▸ Problem details: Each line below is to be written out in full, exactly as shown.

[A run of records]

>>>

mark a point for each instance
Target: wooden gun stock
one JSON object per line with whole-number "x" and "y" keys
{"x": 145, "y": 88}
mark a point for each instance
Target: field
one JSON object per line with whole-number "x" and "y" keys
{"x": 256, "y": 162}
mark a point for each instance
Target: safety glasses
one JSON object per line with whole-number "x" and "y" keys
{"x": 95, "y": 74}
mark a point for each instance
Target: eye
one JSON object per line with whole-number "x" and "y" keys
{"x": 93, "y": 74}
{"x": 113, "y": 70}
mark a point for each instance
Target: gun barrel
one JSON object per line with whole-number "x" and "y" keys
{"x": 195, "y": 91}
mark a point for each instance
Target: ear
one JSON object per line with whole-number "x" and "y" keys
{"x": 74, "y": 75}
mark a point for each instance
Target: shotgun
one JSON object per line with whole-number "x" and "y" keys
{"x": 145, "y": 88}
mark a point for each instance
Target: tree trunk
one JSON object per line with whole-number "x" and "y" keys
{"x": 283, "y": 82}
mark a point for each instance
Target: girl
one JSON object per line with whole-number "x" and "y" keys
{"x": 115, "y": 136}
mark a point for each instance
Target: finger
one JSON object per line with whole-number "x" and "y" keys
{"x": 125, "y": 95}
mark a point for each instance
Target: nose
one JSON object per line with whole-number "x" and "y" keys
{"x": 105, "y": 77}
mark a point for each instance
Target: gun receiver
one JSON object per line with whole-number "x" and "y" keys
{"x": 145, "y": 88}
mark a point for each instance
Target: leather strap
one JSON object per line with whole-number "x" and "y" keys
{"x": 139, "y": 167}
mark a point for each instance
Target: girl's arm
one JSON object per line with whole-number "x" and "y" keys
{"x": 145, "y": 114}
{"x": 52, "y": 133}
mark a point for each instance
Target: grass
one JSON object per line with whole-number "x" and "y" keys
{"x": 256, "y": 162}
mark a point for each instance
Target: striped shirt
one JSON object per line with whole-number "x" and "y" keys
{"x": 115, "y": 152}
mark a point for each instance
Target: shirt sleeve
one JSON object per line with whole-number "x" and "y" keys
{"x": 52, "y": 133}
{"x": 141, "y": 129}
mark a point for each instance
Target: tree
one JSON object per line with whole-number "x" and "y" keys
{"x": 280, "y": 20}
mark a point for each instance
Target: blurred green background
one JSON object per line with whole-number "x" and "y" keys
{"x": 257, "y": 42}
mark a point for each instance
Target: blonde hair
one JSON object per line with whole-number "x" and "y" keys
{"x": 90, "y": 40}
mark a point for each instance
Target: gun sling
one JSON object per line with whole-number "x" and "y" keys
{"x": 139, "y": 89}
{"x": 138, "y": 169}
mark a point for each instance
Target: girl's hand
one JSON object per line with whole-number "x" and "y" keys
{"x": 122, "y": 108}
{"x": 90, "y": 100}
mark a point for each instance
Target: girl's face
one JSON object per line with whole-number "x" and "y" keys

<<<

▸ Solution below:
mark a point for each instance
Target: wooden gun stock
one JSON object per line with whole-number "x" and "y" keys
{"x": 145, "y": 88}
mark a point for each instance
Target: field
one JSON object per line with whole-number "x" and "y" keys
{"x": 256, "y": 162}
mark a point for each instance
Target: safety glasses
one JSON object per line with whole-number "x" and "y" keys
{"x": 95, "y": 74}
mark a point for each instance
Target: eye
one JSON object per line with whole-number "x" and "y" keys
{"x": 93, "y": 74}
{"x": 113, "y": 70}
mark a point for each instance
Target: gun barrel
one JSON object per line with whole-number "x" and "y" keys
{"x": 195, "y": 91}
mark a point for each instance
Target: ear
one JSON object per line with whole-number "x" and "y" keys
{"x": 74, "y": 75}
mark a point for each instance
Target: shotgun
one JSON object per line with whole-number "x" and "y" keys
{"x": 145, "y": 88}
mark a point for each instance
Target: tree trunk
one JSON object per line with whole-number "x" and "y" keys
{"x": 283, "y": 82}
mark a point for each instance
Target: girl
one JSON object per line with whole-number "x" and "y" keys
{"x": 115, "y": 136}
mark a point for each instance
Target: finger
one JSON object per line with whole-number "x" and "y" keys
{"x": 125, "y": 95}
mark a point for each instance
Target: nose
one JSON object per line with whole-number "x" and "y" keys
{"x": 105, "y": 77}
mark a point for each instance
Target: gun receiver
one JSON object per line with whole-number "x" and "y" keys
{"x": 145, "y": 88}
mark a point for each instance
Target: leather strap
one JSON object per line with whole-number "x" and "y" keys
{"x": 139, "y": 167}
mark a point for each instance
Target: girl's arm
one JSON object per line with whole-number "x" and "y" keys
{"x": 145, "y": 114}
{"x": 52, "y": 133}
mark a point for each instance
Target: grass
one JSON object per line with whole-number "x" and "y" keys
{"x": 256, "y": 162}
mark a point for each instance
Target: striped shirt
one JSON object per line with whole-number "x" and "y" keys
{"x": 115, "y": 152}
mark a point for each instance
Target: shirt sleeve
one JSON object per line with whole-number "x" and "y" keys
{"x": 52, "y": 133}
{"x": 141, "y": 129}
mark a point for each instance
Target: tree
one JSON object per line with whole-number "x" and "y" keys
{"x": 280, "y": 20}
mark a point for each instance
Target: blurred green background
one JSON object per line with whole-number "x" and "y" keys
{"x": 257, "y": 42}
mark a point for each instance
Target: blonde hair
one JSON object per line with whole-number "x" and "y" keys
{"x": 90, "y": 40}
mark a point for each instance
Target: gun sling
one JSON object per line with whole-number "x" and "y" keys
{"x": 139, "y": 89}
{"x": 138, "y": 169}
mark a point for each instance
Target: girl's hand
one JSON object per line with whole-number "x" and "y" keys
{"x": 122, "y": 108}
{"x": 90, "y": 100}
mark a point for each instance
Target: girl's face
one JSON object per line with whole-number "x" and "y" keys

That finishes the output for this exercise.